• What the task asks:
Look for "sea in this" in the entries below. Write out that line and all later lines exactly, ending with the final one.

........

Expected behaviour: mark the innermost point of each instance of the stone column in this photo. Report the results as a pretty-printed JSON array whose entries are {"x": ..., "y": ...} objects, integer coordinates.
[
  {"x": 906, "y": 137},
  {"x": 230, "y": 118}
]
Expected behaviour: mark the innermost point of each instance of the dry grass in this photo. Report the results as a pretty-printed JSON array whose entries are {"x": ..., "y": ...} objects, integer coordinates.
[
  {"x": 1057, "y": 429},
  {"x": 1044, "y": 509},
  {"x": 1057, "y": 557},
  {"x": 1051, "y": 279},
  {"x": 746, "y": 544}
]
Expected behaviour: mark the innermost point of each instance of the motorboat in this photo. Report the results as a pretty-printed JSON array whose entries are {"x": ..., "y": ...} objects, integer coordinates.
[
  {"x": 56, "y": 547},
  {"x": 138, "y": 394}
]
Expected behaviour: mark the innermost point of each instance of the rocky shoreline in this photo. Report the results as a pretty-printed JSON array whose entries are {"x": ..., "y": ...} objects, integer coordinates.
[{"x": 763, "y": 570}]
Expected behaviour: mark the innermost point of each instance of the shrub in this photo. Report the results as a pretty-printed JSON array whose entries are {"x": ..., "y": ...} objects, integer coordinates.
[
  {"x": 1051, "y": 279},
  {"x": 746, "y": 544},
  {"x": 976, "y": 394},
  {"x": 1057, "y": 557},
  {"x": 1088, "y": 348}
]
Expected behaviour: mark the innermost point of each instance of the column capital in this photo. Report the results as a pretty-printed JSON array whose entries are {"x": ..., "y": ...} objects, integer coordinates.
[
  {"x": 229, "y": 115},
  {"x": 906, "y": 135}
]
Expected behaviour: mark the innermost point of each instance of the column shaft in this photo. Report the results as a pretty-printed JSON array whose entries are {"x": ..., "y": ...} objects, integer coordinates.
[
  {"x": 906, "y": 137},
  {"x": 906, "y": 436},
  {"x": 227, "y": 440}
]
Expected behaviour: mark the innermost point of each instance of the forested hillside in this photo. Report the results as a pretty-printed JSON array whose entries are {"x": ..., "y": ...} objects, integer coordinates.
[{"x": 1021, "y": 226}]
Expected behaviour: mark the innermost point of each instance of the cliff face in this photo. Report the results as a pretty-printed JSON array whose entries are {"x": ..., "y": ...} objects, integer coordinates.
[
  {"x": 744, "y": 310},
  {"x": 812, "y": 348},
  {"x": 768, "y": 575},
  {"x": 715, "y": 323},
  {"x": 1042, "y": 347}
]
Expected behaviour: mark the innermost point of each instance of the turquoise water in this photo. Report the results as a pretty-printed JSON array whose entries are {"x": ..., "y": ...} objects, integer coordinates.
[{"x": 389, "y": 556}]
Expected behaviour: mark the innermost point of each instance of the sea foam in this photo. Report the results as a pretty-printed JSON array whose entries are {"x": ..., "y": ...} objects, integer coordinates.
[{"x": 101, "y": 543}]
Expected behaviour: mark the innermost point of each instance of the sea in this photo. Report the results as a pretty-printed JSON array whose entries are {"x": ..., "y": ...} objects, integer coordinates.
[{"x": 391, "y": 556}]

........

• Finished task:
Expected behaviour: mark the innermost point of each instance of the sea in this photo. Report the results as a pretty-printed JSON array whose entries are {"x": ..., "y": ...} objects, integer coordinates.
[{"x": 391, "y": 556}]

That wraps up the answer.